Return exactly the lines of the entries, from the one with "of the road" to the last.
-- Opening Marker --
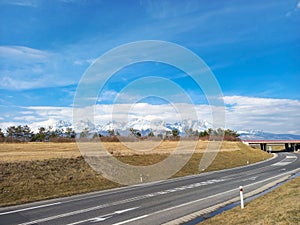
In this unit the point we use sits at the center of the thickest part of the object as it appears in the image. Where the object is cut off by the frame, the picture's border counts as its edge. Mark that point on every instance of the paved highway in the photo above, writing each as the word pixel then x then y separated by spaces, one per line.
pixel 153 203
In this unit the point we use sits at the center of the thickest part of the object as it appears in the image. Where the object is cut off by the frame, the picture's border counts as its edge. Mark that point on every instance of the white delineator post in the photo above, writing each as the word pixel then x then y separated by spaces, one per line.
pixel 141 178
pixel 242 197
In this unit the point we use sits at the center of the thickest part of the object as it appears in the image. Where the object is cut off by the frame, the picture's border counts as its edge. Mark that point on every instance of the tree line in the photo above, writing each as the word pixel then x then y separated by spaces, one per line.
pixel 25 134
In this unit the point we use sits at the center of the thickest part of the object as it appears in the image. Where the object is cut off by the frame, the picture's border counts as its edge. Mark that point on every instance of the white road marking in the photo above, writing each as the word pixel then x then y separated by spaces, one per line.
pixel 104 217
pixel 125 201
pixel 286 161
pixel 212 196
pixel 291 157
pixel 29 208
pixel 131 220
pixel 250 178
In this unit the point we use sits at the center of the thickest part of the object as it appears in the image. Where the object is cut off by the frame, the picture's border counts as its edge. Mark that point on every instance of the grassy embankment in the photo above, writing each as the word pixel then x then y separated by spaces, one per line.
pixel 35 171
pixel 280 207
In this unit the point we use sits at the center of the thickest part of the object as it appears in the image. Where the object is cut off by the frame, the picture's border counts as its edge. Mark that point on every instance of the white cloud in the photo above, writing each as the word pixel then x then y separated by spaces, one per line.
pixel 296 9
pixel 24 3
pixel 27 68
pixel 272 115
pixel 266 114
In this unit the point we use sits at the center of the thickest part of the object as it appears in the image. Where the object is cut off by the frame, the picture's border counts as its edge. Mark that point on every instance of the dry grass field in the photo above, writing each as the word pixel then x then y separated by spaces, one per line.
pixel 11 152
pixel 280 207
pixel 35 171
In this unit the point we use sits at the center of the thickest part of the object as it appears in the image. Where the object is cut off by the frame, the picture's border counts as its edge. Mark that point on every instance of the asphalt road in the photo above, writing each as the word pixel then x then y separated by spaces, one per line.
pixel 153 203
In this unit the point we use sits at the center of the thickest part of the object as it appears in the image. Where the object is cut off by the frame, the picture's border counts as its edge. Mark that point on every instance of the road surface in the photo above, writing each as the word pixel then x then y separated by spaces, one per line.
pixel 153 203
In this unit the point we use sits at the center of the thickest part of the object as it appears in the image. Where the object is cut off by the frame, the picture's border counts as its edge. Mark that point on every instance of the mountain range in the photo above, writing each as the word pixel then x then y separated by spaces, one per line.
-- Closing Marker --
Exercise output =
In this unit the point we use sits at the center of the thickest part of the object as it appears in the image. Where the object is cut off by the frame, the picture's border counts as its edge. Mark that point on every instance of the road surface in the photo above, writing each as the word pixel then x then y separated by spaces, one per line.
pixel 153 203
In this unit the point we use sits at the center of the thickest part of the object as it appears in the image. Where the object is cut off by the frame, the picture's border counts as its edge. Mark that point on every instance of the mountain range in the photo above, writing each as the word pixel then x then y separated by spaces, one per line.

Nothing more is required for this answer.